● **Problem A**: Give every distinct proper name in the passage on Federal Reserve credit policy below, listing each different form once.
● **Problem B**: Answer yes or no to each statement about the passage on Federal Reserve credit policy below, quoting the deciding words: (i) Banks outside the Federal Reserve System hold 30% of all deposits. (ii) The voluntary loan-restraint program will start at a later date. (iii) Earlier policies of moral suasion worked well.

● **Document segment**:
— start —
Also, the Federal Reserve will be empowered to extend its reserve requirements to banks that are not members of the Federal Reserve System; these banks hold 30% of all deposits. The effect will be to tighten the Fed's control of lendable funds throughout the economy. Fed Chairman Volcker will also undertake, in Carter's words, "a voluntary program, effective immediately, to restrain excessive growth in loans by larger banks." That sounds like more federal jawboning to get banks to stop making loans for unproductive purposes, such as financing mergers or speculative inventory increases.
Similar policies of moral suasion have failed resoundingly in the past.
— end —
(Object position labeling entries)
— start —
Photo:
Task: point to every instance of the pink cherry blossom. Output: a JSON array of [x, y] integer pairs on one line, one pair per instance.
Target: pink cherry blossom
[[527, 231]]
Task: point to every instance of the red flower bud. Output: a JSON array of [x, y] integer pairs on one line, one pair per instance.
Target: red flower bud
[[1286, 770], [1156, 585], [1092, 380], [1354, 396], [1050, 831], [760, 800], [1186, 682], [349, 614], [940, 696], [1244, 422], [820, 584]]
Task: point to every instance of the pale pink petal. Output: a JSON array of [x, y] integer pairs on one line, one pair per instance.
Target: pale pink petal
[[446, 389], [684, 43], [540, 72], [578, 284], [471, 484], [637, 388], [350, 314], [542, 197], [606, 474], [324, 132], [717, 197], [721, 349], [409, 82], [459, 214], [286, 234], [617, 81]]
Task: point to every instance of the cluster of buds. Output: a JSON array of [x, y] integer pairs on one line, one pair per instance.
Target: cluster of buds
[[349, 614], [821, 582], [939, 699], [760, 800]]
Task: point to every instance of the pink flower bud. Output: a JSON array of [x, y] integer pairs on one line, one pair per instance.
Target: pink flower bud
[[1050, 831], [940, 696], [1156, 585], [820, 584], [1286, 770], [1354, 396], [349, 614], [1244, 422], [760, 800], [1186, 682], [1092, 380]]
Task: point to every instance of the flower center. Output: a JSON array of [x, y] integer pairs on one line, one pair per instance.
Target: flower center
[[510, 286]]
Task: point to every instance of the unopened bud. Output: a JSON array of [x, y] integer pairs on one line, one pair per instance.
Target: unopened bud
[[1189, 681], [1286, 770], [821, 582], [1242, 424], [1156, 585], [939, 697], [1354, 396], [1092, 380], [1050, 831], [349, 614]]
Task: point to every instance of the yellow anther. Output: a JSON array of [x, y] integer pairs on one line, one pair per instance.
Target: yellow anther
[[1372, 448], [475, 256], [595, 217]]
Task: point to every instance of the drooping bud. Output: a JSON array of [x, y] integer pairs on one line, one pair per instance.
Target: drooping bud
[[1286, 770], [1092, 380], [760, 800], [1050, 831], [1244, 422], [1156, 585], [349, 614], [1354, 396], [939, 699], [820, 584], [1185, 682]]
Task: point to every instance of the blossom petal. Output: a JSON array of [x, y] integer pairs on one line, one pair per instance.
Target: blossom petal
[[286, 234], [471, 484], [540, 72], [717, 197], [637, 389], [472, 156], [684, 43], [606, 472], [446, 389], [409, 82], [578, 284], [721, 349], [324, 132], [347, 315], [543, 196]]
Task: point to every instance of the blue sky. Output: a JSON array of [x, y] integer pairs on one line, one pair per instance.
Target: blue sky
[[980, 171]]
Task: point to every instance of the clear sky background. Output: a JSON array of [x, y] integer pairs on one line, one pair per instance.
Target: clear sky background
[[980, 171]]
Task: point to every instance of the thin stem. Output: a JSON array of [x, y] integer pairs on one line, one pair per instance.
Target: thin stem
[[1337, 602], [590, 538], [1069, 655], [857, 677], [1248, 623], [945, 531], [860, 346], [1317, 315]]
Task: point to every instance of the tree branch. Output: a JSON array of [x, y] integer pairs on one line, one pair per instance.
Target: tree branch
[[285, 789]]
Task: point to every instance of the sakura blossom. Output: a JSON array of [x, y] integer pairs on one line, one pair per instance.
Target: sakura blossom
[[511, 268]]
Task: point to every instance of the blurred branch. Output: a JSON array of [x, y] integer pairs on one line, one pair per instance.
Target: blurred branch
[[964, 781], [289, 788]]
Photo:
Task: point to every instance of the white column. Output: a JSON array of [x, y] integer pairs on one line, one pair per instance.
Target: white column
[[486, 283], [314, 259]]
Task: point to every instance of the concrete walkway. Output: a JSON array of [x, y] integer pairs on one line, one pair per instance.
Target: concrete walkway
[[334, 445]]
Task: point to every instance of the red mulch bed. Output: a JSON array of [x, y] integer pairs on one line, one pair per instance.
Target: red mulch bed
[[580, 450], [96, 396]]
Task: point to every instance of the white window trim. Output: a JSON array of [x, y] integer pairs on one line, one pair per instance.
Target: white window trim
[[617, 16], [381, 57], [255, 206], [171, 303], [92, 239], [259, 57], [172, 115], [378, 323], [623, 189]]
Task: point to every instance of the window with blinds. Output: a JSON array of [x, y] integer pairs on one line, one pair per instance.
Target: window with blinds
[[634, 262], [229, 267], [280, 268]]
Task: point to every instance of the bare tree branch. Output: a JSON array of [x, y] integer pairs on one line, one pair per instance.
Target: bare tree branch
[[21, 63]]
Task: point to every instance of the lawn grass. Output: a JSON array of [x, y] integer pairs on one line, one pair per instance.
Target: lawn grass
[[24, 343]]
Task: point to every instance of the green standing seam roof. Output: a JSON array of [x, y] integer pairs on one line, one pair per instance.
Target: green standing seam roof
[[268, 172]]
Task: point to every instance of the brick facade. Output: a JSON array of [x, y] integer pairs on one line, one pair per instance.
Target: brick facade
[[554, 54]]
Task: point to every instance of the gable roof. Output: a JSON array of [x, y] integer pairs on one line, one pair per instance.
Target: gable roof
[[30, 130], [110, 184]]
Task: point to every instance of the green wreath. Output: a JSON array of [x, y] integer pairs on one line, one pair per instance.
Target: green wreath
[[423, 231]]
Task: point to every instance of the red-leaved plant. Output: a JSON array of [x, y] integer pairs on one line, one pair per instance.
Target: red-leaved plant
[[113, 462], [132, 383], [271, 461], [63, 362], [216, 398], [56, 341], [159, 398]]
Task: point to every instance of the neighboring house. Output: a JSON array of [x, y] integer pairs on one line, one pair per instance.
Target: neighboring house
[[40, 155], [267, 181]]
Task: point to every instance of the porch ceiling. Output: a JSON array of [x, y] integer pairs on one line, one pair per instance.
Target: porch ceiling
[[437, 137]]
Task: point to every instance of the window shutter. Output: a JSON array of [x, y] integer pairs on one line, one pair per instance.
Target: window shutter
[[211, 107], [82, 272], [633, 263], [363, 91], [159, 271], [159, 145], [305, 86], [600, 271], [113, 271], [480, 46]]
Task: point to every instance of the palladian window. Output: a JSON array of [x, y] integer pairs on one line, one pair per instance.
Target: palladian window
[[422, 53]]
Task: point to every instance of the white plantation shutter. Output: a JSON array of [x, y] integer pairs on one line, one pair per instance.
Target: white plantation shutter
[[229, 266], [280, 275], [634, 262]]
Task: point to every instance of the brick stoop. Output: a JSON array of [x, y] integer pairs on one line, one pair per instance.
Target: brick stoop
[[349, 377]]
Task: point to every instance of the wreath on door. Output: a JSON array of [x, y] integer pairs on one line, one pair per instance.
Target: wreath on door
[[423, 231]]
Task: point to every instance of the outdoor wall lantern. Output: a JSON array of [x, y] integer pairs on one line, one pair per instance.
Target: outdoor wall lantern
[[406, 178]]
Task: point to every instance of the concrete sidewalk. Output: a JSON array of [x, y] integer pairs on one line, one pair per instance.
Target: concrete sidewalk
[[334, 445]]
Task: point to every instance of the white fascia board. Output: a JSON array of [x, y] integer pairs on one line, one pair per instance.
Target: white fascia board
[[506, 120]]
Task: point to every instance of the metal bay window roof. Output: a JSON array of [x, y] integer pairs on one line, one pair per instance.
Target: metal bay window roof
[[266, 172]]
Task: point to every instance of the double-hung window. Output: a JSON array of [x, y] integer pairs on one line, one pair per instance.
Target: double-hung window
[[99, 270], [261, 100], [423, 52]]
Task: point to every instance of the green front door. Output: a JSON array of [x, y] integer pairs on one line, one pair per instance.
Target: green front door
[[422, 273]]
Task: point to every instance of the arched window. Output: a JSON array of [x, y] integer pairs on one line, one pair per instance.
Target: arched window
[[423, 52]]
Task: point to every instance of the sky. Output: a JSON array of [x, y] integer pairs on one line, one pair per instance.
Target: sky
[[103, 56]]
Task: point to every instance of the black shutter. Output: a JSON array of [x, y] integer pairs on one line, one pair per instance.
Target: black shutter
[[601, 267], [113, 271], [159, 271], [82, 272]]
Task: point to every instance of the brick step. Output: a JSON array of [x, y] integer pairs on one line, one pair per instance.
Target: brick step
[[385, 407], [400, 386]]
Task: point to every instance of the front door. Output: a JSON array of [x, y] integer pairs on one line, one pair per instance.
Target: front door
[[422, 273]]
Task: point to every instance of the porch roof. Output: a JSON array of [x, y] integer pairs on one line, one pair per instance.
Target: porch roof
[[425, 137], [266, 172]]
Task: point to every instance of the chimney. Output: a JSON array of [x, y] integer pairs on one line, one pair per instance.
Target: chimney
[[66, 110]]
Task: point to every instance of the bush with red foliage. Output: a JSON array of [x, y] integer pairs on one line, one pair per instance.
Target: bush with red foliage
— end —
● **Written solution A**: Federal Reserve, Federal Reserve System, Fed, Volcker, Carter

● **Written solution B**:
(i) Yes: "these banks hold 30% of all deposits."
(ii) No: "effective immediately"
(iii) No: "Similar policies of moral suasion have failed resoundingly in the past."